Objectives:
(1) Answer these questions about the data protection clause:
(a) Who has the rights and obligations of a data controller regarding the personal data?
(b) For what reason may neXat be prohibited by law from notifying the Customer in advance?
(c) What must each additional or diverging instruction be subject to?
(2) Which lines in the rows contain the string "pixels"? Collect each of them.

══ Extract ══

Regarding the personal data, the Customer or its data controllers shall have the rights and obligations of a data controller as described in the Legislation on data protection.

10.3.3. neXat shall process or transfer the personal data in accordance with the instructions as documented by the Customer, unless neXat is obliged to process or transfer personal data otherwise under the law of the European Union or of one its Member States. As the case may be, neXat shall notify the Customer thereof in advance, unless prohibited by law due to important reasons of public interest. The Contract including this Clause, comprises the whole set of instructions of the Customer vis-à-vis neXat in this regard. Each additional or any diverging instruction will be subject to a written agreement between the Parties.

═══
══ Rows ══

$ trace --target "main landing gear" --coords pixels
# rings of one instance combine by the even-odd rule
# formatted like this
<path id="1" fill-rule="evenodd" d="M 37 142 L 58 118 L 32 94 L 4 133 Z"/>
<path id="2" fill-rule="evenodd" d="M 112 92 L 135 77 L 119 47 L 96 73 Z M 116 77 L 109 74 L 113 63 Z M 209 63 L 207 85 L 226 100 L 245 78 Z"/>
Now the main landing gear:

═══
══ Rows ══

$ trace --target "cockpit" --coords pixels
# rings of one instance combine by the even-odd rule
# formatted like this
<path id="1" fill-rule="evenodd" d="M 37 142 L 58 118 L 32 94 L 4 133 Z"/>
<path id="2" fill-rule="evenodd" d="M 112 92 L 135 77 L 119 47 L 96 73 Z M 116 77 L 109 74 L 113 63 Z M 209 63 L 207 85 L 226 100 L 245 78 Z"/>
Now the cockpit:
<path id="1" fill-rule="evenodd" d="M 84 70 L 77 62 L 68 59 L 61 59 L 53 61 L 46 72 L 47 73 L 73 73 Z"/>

═══

Per-task outputs:
(1)
(a) The Customer or its data controllers.
(b) Important reasons of public interest.
(c) A written agreement between the Parties.

(2)
$ trace --target "main landing gear" --coords pixels
$ trace --target "cockpit" --coords pixels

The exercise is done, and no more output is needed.